■ EXERCISE REQUIREMENTS
Count how many lines of the data below contain the string "lettering", matching case exactly, and reply with that number alone.

■ LISTED ENTRIES

— Begin —

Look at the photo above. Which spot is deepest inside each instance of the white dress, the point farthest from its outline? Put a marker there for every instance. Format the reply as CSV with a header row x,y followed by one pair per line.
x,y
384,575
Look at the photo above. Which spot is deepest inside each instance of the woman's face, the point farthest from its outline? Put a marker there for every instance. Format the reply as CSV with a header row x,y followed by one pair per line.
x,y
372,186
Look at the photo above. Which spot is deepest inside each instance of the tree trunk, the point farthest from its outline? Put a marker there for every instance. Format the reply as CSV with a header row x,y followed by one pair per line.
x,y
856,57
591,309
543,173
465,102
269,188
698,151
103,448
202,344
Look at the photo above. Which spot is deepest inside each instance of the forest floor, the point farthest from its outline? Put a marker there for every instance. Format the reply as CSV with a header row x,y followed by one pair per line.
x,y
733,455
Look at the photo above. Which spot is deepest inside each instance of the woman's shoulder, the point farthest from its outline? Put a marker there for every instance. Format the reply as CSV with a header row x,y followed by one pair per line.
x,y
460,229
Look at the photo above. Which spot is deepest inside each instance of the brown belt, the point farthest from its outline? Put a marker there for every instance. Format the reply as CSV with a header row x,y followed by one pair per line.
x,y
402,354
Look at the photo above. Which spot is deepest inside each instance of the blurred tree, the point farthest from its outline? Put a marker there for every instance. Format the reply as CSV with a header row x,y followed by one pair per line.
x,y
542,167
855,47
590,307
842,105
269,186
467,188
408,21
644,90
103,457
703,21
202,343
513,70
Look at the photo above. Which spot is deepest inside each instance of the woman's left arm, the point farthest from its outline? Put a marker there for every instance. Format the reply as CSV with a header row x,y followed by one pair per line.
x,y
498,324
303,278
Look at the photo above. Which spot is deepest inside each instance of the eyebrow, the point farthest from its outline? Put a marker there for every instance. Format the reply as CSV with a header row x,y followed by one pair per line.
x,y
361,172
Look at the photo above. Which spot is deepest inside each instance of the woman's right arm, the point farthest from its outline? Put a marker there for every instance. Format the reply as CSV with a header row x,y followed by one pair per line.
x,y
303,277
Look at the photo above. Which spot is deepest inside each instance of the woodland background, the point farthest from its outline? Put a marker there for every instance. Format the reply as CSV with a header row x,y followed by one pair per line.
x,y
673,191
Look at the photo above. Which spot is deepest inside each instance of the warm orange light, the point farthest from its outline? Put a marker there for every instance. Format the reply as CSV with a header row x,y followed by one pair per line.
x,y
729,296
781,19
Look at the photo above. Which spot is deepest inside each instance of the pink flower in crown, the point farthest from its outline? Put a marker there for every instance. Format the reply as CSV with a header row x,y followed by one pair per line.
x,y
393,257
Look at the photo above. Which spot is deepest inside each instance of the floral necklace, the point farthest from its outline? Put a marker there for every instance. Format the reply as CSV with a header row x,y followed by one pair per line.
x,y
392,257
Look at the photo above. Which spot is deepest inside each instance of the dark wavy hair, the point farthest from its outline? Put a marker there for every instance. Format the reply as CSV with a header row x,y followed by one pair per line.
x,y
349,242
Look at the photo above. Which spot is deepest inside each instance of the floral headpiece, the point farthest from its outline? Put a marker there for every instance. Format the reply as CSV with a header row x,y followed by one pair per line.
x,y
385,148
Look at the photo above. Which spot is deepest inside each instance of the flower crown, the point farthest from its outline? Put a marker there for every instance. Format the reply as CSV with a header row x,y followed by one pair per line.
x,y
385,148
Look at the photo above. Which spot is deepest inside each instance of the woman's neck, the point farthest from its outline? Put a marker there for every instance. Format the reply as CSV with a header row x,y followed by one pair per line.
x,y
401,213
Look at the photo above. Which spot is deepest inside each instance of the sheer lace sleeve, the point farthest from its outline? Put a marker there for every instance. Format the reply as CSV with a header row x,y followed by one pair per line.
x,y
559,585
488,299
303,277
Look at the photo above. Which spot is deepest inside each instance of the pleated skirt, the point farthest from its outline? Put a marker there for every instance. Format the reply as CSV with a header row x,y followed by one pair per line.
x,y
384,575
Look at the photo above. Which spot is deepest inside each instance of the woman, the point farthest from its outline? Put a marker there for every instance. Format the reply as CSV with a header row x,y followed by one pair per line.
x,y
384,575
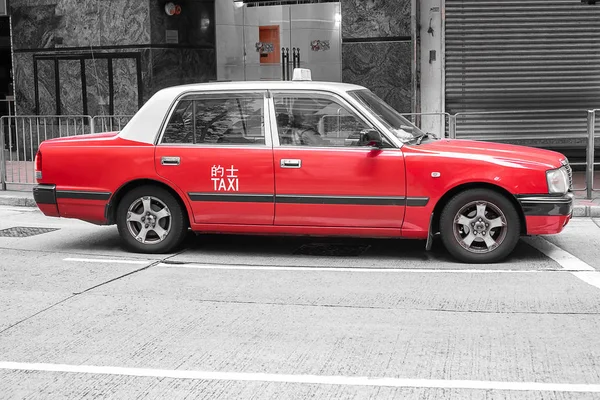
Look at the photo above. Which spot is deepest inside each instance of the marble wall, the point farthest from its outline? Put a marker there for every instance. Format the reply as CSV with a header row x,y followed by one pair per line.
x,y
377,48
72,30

— End —
— Begin —

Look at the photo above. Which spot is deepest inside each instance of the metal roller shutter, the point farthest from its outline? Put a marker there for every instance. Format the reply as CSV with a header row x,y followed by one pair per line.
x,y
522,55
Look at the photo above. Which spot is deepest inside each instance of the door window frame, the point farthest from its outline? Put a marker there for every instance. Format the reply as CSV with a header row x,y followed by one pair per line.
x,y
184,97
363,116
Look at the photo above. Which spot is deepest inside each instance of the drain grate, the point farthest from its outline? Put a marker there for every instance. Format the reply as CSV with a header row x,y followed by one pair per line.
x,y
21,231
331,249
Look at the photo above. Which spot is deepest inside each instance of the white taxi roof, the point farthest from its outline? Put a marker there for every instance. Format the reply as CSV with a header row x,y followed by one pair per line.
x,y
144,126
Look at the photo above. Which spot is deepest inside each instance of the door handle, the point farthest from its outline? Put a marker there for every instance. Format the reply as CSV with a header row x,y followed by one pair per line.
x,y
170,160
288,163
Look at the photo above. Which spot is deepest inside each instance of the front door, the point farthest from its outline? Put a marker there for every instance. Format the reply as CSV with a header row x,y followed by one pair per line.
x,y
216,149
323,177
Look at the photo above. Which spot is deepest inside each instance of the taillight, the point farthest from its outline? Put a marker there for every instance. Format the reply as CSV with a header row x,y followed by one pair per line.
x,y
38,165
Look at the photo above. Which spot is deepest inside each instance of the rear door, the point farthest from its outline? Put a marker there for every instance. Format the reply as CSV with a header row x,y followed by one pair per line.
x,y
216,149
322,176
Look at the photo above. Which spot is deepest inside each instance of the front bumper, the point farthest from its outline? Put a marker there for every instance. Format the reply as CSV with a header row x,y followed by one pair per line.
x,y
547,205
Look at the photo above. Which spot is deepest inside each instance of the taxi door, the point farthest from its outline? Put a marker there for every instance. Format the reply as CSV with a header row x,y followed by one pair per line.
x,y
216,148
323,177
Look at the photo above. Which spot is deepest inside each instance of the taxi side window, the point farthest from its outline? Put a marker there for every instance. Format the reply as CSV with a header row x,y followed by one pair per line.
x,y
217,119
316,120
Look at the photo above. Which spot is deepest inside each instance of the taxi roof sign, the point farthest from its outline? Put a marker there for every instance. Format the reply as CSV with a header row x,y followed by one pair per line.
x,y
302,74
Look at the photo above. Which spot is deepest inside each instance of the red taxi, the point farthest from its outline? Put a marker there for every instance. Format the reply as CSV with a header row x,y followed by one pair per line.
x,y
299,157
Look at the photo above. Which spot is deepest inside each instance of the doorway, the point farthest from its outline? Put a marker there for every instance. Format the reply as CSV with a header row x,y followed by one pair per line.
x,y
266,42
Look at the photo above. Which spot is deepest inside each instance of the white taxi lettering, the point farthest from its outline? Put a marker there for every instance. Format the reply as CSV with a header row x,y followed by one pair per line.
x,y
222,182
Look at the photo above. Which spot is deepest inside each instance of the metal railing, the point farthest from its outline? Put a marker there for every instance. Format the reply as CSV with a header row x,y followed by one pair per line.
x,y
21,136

— End —
— Begin —

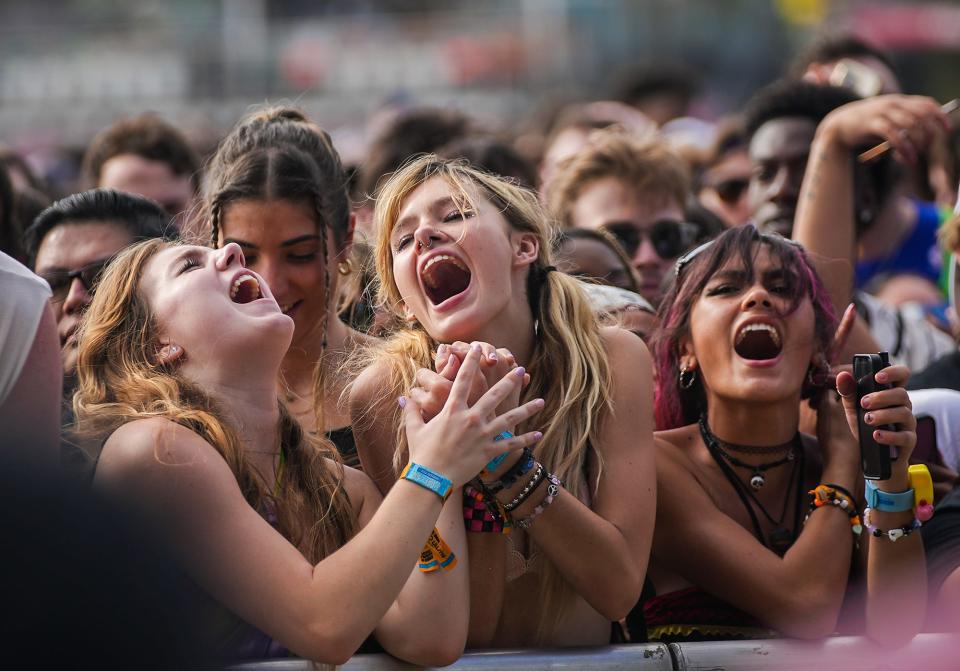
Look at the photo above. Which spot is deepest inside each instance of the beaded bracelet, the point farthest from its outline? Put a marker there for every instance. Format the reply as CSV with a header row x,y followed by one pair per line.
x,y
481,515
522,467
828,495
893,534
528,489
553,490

— End —

■ EXPECTED ANSWER
1